Required work: Show all lines below holding the string "with".

Entries provided:
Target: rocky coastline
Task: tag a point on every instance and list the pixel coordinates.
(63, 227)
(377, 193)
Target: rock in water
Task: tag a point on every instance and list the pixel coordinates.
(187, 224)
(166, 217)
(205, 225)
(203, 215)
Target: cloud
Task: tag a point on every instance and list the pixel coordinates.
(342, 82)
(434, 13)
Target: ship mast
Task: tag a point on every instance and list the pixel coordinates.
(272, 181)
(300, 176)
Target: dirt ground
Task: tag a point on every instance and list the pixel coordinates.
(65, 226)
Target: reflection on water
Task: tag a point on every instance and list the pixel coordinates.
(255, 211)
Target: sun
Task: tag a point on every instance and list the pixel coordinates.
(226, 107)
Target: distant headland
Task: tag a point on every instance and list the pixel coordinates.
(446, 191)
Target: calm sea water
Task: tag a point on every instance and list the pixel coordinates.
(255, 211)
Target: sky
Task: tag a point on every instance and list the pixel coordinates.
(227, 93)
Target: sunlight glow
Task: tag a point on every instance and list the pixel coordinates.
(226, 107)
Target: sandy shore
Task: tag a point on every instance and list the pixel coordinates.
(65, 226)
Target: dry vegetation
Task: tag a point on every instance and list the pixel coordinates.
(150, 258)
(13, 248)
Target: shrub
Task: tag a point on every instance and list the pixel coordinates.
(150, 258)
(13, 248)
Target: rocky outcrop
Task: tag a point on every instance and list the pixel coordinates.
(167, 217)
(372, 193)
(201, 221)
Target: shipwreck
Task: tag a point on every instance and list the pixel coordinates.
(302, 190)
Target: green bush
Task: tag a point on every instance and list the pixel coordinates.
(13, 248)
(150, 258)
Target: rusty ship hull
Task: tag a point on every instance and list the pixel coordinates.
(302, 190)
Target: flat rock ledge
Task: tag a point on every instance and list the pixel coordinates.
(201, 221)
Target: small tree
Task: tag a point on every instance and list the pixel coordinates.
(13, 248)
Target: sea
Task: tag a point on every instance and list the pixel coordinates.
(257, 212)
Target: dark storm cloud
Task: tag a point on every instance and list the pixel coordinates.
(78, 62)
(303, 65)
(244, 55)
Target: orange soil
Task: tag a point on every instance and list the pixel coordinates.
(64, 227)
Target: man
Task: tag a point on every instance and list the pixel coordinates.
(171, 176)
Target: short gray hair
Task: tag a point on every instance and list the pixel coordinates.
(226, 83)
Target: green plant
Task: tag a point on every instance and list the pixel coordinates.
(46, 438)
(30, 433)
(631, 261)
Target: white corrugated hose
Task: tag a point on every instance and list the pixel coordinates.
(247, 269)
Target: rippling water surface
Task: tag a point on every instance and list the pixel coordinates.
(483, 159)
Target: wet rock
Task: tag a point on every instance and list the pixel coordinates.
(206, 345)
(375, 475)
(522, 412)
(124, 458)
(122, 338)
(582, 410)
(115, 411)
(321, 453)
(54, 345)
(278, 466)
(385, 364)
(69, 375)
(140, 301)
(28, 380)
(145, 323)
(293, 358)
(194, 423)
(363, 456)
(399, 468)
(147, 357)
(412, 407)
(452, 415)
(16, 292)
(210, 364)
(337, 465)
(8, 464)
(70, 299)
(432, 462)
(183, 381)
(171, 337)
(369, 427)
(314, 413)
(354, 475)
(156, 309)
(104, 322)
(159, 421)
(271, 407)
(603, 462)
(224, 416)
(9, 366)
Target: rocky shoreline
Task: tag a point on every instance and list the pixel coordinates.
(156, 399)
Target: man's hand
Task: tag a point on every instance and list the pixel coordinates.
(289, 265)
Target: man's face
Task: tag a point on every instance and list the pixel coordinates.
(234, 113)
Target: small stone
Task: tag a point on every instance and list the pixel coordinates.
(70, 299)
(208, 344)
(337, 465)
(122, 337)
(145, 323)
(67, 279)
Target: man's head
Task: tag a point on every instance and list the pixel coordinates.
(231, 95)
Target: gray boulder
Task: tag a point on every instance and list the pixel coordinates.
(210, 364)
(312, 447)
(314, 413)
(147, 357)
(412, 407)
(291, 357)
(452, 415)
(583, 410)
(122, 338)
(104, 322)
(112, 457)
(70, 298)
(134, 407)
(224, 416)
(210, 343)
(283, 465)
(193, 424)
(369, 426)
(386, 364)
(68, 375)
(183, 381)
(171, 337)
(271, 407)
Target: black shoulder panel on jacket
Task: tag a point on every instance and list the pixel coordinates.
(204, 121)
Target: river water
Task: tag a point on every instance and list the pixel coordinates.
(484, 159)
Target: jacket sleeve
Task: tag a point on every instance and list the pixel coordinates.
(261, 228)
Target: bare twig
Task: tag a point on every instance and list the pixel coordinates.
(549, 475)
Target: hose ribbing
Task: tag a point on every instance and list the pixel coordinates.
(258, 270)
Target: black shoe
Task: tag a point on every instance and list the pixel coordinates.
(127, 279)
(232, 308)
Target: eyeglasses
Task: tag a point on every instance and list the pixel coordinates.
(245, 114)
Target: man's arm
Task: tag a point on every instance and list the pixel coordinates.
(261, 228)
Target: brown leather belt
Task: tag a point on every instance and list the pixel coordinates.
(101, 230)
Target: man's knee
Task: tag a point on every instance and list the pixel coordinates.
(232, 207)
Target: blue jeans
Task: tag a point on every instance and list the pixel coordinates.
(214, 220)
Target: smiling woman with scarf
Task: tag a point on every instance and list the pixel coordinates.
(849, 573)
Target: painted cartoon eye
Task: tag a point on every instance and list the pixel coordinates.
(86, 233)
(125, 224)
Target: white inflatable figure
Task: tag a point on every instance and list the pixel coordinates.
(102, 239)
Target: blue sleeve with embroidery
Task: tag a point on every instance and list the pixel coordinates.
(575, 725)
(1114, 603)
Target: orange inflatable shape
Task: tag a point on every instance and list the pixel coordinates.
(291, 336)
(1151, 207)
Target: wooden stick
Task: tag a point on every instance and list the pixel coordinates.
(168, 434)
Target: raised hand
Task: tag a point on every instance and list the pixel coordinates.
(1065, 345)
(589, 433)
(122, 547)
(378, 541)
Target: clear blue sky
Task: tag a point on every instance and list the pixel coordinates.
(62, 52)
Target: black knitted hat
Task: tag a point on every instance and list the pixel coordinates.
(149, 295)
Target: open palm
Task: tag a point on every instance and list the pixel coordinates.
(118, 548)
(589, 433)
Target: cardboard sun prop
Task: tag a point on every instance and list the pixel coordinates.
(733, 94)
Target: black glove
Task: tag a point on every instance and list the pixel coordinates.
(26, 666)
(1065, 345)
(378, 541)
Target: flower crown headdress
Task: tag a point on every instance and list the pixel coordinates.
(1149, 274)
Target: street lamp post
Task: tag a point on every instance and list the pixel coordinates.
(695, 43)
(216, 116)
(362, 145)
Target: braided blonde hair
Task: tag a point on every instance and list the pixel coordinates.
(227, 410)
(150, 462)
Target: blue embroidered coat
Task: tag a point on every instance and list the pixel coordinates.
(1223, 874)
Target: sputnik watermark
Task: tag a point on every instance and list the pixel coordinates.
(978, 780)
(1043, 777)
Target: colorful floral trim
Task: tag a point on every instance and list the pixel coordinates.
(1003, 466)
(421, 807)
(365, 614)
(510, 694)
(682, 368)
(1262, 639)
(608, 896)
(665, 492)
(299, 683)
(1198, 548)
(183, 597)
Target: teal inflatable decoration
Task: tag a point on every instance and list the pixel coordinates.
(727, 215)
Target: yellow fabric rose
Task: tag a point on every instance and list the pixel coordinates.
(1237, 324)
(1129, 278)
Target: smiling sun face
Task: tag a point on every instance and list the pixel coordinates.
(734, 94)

Reply:
Target: smiling woman with scarf
Target: blue sleeve with embroidery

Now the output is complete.